• TASK INSTRUCTIONS: Each record below should be returned exactly, with its pictures left out.

◇ ◇ ◇ ◇ ◇

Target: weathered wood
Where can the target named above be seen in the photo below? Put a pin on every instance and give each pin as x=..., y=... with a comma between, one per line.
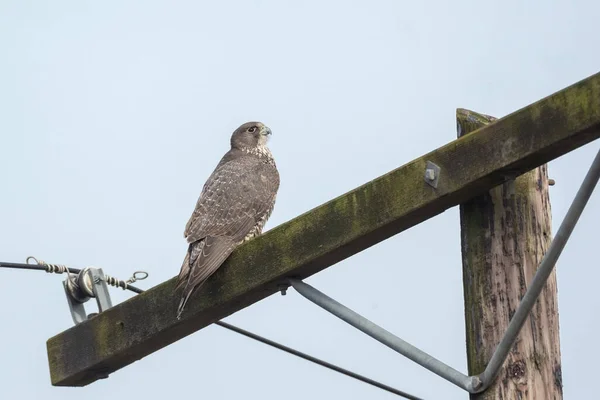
x=330, y=233
x=504, y=233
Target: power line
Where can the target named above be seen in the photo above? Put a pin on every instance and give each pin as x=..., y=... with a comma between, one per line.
x=59, y=268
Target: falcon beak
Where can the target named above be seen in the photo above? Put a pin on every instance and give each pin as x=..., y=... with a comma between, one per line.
x=265, y=131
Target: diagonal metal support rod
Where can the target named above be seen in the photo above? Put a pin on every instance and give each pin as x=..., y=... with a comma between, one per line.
x=476, y=383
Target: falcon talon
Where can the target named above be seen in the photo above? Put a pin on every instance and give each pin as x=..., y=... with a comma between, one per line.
x=283, y=289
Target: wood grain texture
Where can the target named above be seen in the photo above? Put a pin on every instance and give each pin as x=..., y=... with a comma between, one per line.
x=505, y=232
x=330, y=233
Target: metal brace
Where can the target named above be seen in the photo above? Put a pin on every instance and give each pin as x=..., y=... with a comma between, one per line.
x=79, y=288
x=432, y=174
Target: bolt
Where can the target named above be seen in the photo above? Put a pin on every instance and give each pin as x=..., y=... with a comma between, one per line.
x=283, y=289
x=430, y=174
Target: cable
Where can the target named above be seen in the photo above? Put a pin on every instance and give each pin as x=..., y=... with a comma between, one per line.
x=59, y=268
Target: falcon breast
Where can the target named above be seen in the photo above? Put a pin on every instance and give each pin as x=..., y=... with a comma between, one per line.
x=235, y=203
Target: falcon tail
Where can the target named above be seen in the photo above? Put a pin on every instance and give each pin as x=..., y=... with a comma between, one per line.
x=182, y=303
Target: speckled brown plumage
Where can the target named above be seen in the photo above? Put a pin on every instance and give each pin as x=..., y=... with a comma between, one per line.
x=235, y=203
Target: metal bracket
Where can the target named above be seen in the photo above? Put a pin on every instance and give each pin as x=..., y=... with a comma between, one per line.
x=79, y=288
x=432, y=174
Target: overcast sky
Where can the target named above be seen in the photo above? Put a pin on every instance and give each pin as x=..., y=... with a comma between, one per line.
x=114, y=113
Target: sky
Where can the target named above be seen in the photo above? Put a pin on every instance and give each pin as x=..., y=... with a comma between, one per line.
x=114, y=113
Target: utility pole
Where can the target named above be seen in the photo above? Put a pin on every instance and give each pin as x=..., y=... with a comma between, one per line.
x=504, y=234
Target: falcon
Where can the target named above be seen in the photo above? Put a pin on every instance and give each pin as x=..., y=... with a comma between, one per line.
x=234, y=205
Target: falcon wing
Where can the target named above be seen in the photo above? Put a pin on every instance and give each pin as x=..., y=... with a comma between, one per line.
x=237, y=195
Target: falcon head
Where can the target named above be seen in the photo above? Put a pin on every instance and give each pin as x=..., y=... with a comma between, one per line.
x=250, y=135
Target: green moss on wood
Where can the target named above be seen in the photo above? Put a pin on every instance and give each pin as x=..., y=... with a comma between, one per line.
x=329, y=233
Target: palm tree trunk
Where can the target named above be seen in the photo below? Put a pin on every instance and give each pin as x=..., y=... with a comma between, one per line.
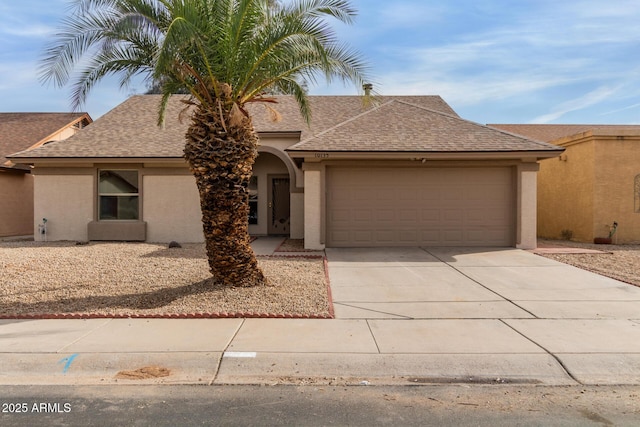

◇ ◇ ◇ ◇ ◇

• ANSWER SECTION:
Target: weathered wood
Where can the target named above be seen in the photo below? Put a pin on every instance and give each pin as x=..., y=... with a comma between, one per line.
x=330, y=233
x=504, y=233
Target: power line
Where can the target named above be seen in the photo above? Put a pin on every instance and give each pin as x=..., y=... with a comma between, one per line.
x=59, y=268
Target: falcon beak
Where can the target named above be seen in the photo above? Put a pin on every instance and give each pin as x=..., y=... with a comma between, one per line.
x=265, y=131
Target: diagonal metal support rod
Where can the target named above be seen in the photo above? Put a pin on every instance and give each pin as x=..., y=... with a comma between, one per line.
x=476, y=383
Target: falcon talon
Where can the target named above be seen in the photo above? Put a pin on every instance and give each pin as x=..., y=... with a comma between, one per line.
x=283, y=289
Target: wood grain texture
Where can the target named above be seen in the photo above? Put a pin on every instance and give each pin as x=..., y=... with a comma between, one per line.
x=505, y=232
x=330, y=233
Target: metal brace
Where can the target named above be seen in the photo above? Put a pin on every instance and give each pin as x=..., y=... with a comma between, one per line.
x=79, y=288
x=432, y=174
Target: bolt
Where can the target named above be seen in the photo above? Put a pin on every instance and give each pin as x=..., y=... with a comma between, one per line.
x=283, y=289
x=430, y=174
Target: cable
Where can the target named above be seen in the photo above? Put a pin on every instance and give each pin as x=..., y=... with a comma between, one per line.
x=59, y=268
Target: falcon breast
Where can the target named above be seen in the photo above? Put a pin on every instance and give each pin as x=..., y=... with a comma between, one per line.
x=235, y=203
Target: falcon tail
Where can the target named above be seen in the photo above? Put a pin on every instance and give each pin as x=..., y=... with a comma between, one per line.
x=182, y=303
Target: speckled brown plumage
Where can the target named above be seen in the photo above? Put a pin on every instance and give each pin as x=..., y=... with a comma between, one per line.
x=235, y=203
Target: metal bracket
Where can the target named above be seen in the photo above? Put a pin on every instance and give each pin as x=..., y=... with a comma between, one per line.
x=79, y=288
x=432, y=174
Target: overcast sky
Where can the target named above be seen in the photo above? Put a pin on every instance and give each pin as x=..., y=... with a comma between, one per line.
x=114, y=113
Target: sky
Where can the target named above be seen in the photo above? Put a pin on every instance and give each pin as x=..., y=... with a comma between, one per line.
x=114, y=113
Target: utility pole
Where can the target named above be seen in the photo above? Put a pin on every instance and give each pin as x=..., y=... with a comma between, one per line.
x=504, y=234
Target: falcon
Where can the target named above be seen in the photo above? Put a pin on every instance and give each pin as x=..., y=... with a comma between, one per line.
x=234, y=205
Target: falcon wing
Where can the target named above be seen in the photo above? Put a pin on every instance and give each pin as x=..., y=... with a comma between, one per line.
x=237, y=195
Target: falcon head
Where can the target named above be seen in the photo above? Put a pin on every instance and give each pin as x=..., y=... with a comma between, one per line.
x=250, y=135
Target: green moss on wood
Where can the target named above be seen in the photo above? Put a pin on every instance and give each pin as x=..., y=... with a comma between, one per line.
x=329, y=233
Target: palm tree trunk
Where can the target named above be seen in the photo below? Put a pin on every instance and give each pin as x=..., y=... with a comma between, one per line.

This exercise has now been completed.